_Data records_
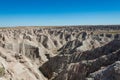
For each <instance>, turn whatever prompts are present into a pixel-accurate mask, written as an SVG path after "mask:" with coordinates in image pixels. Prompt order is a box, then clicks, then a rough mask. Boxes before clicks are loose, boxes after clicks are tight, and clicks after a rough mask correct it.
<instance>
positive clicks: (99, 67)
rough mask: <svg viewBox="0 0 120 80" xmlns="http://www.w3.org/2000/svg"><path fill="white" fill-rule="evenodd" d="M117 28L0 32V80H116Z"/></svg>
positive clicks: (75, 28) (30, 27)
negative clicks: (0, 67) (1, 71)
mask: <svg viewBox="0 0 120 80" xmlns="http://www.w3.org/2000/svg"><path fill="white" fill-rule="evenodd" d="M119 57H120V26H71V27H22V28H20V27H18V28H6V29H0V64H1V66H2V69H3V72H2V76H1V78H2V79H3V80H108V79H109V80H119V77H120V76H119V75H120V74H119V70H120V69H119V65H120V62H119V60H120V58H119Z"/></svg>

_Goal of the exercise_
Your task is to restate, word for word, only those lines above that fall between the line holding "positive clicks: (99, 67)" and the line holding "positive clicks: (75, 28) (30, 27)", inclusive.

_Response box_
positive clicks: (99, 67)
rough mask: <svg viewBox="0 0 120 80" xmlns="http://www.w3.org/2000/svg"><path fill="white" fill-rule="evenodd" d="M117 28L0 32V80H116Z"/></svg>
positive clicks: (75, 28) (30, 27)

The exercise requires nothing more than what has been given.